━━━ SOURCE RECORDS

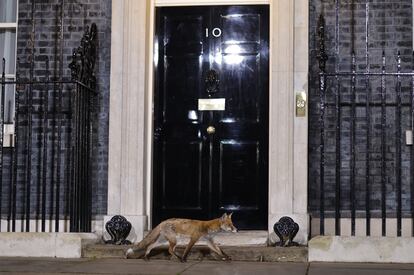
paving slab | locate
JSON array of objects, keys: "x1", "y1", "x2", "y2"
[
  {"x1": 308, "y1": 263, "x2": 414, "y2": 275},
  {"x1": 82, "y1": 244, "x2": 308, "y2": 262},
  {"x1": 181, "y1": 261, "x2": 308, "y2": 275},
  {"x1": 0, "y1": 258, "x2": 414, "y2": 275}
]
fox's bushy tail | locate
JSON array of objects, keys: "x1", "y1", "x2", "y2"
[{"x1": 125, "y1": 224, "x2": 161, "y2": 258}]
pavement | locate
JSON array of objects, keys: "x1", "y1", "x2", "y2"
[{"x1": 0, "y1": 258, "x2": 414, "y2": 275}]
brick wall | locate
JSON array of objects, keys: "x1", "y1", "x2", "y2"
[
  {"x1": 309, "y1": 0, "x2": 413, "y2": 216},
  {"x1": 1, "y1": 0, "x2": 111, "y2": 218}
]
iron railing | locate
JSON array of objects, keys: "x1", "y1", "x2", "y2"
[
  {"x1": 0, "y1": 1, "x2": 97, "y2": 232},
  {"x1": 316, "y1": 0, "x2": 414, "y2": 236}
]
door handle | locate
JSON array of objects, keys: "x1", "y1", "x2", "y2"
[{"x1": 207, "y1": 126, "x2": 216, "y2": 135}]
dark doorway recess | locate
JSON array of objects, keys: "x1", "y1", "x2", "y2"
[{"x1": 153, "y1": 5, "x2": 269, "y2": 232}]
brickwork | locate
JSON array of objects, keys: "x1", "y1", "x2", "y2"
[
  {"x1": 1, "y1": 0, "x2": 111, "y2": 218},
  {"x1": 309, "y1": 0, "x2": 413, "y2": 217}
]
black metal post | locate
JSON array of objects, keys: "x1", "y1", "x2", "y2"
[
  {"x1": 335, "y1": 0, "x2": 341, "y2": 235},
  {"x1": 410, "y1": 51, "x2": 414, "y2": 237},
  {"x1": 365, "y1": 0, "x2": 371, "y2": 236},
  {"x1": 11, "y1": 58, "x2": 20, "y2": 232},
  {"x1": 25, "y1": 0, "x2": 36, "y2": 232},
  {"x1": 0, "y1": 58, "x2": 6, "y2": 232},
  {"x1": 381, "y1": 51, "x2": 387, "y2": 236},
  {"x1": 55, "y1": 0, "x2": 65, "y2": 232},
  {"x1": 395, "y1": 51, "x2": 402, "y2": 237},
  {"x1": 318, "y1": 15, "x2": 328, "y2": 235},
  {"x1": 41, "y1": 59, "x2": 50, "y2": 232},
  {"x1": 350, "y1": 52, "x2": 356, "y2": 236}
]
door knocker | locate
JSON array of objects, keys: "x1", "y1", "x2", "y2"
[{"x1": 204, "y1": 70, "x2": 220, "y2": 96}]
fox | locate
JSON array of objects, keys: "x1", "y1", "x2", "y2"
[{"x1": 125, "y1": 213, "x2": 238, "y2": 262}]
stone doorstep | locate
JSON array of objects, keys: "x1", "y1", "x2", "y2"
[
  {"x1": 82, "y1": 244, "x2": 308, "y2": 262},
  {"x1": 82, "y1": 231, "x2": 308, "y2": 262},
  {"x1": 149, "y1": 230, "x2": 269, "y2": 246}
]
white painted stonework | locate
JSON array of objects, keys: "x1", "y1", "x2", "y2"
[
  {"x1": 105, "y1": 0, "x2": 309, "y2": 245},
  {"x1": 154, "y1": 230, "x2": 268, "y2": 246},
  {"x1": 0, "y1": 232, "x2": 99, "y2": 258},
  {"x1": 308, "y1": 236, "x2": 414, "y2": 263}
]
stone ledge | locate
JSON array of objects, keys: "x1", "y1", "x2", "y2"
[
  {"x1": 0, "y1": 232, "x2": 98, "y2": 258},
  {"x1": 308, "y1": 236, "x2": 414, "y2": 263},
  {"x1": 83, "y1": 244, "x2": 308, "y2": 262}
]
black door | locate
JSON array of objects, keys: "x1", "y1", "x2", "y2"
[{"x1": 153, "y1": 5, "x2": 269, "y2": 229}]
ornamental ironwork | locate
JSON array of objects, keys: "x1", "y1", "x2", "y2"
[
  {"x1": 104, "y1": 215, "x2": 132, "y2": 245},
  {"x1": 273, "y1": 216, "x2": 299, "y2": 247}
]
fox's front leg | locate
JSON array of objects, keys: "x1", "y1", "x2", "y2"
[
  {"x1": 181, "y1": 237, "x2": 199, "y2": 262},
  {"x1": 206, "y1": 238, "x2": 231, "y2": 261}
]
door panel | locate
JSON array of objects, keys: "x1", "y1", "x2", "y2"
[
  {"x1": 153, "y1": 6, "x2": 269, "y2": 229},
  {"x1": 162, "y1": 141, "x2": 203, "y2": 210}
]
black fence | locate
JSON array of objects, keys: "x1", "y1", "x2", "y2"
[
  {"x1": 0, "y1": 15, "x2": 97, "y2": 232},
  {"x1": 318, "y1": 0, "x2": 414, "y2": 236}
]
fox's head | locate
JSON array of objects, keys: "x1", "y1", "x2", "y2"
[{"x1": 220, "y1": 213, "x2": 237, "y2": 232}]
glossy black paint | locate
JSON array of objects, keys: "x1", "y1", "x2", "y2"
[{"x1": 153, "y1": 5, "x2": 269, "y2": 229}]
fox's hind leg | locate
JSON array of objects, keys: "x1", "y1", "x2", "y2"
[
  {"x1": 205, "y1": 238, "x2": 231, "y2": 261},
  {"x1": 143, "y1": 236, "x2": 162, "y2": 261},
  {"x1": 164, "y1": 232, "x2": 181, "y2": 261}
]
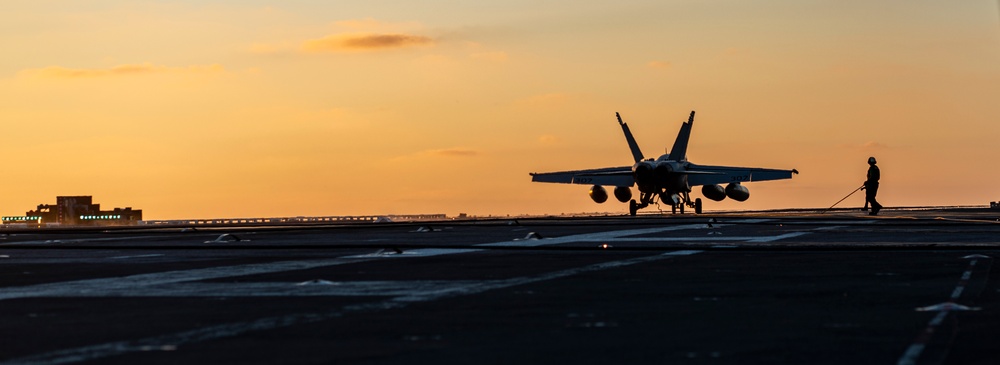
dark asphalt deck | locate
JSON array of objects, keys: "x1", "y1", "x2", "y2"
[{"x1": 0, "y1": 209, "x2": 1000, "y2": 364}]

━━━━━━

YOUR OBJECTIVE | Rewrite the records from the line with "fox's hind leg | locate" through the end of the records, putting "back leg" in place of "hind leg" and leaving everything else the same. Leave the pictures out.

FULL SOLUTION |
fox's back leg | locate
JSON array of objects, keys: "x1", "y1", "x2", "y2"
[
  {"x1": 205, "y1": 238, "x2": 231, "y2": 261},
  {"x1": 143, "y1": 236, "x2": 162, "y2": 261},
  {"x1": 164, "y1": 232, "x2": 181, "y2": 261}
]
dark asphalt deck | locate
JSON array of objects, keys: "x1", "y1", "x2", "y2"
[{"x1": 0, "y1": 209, "x2": 1000, "y2": 364}]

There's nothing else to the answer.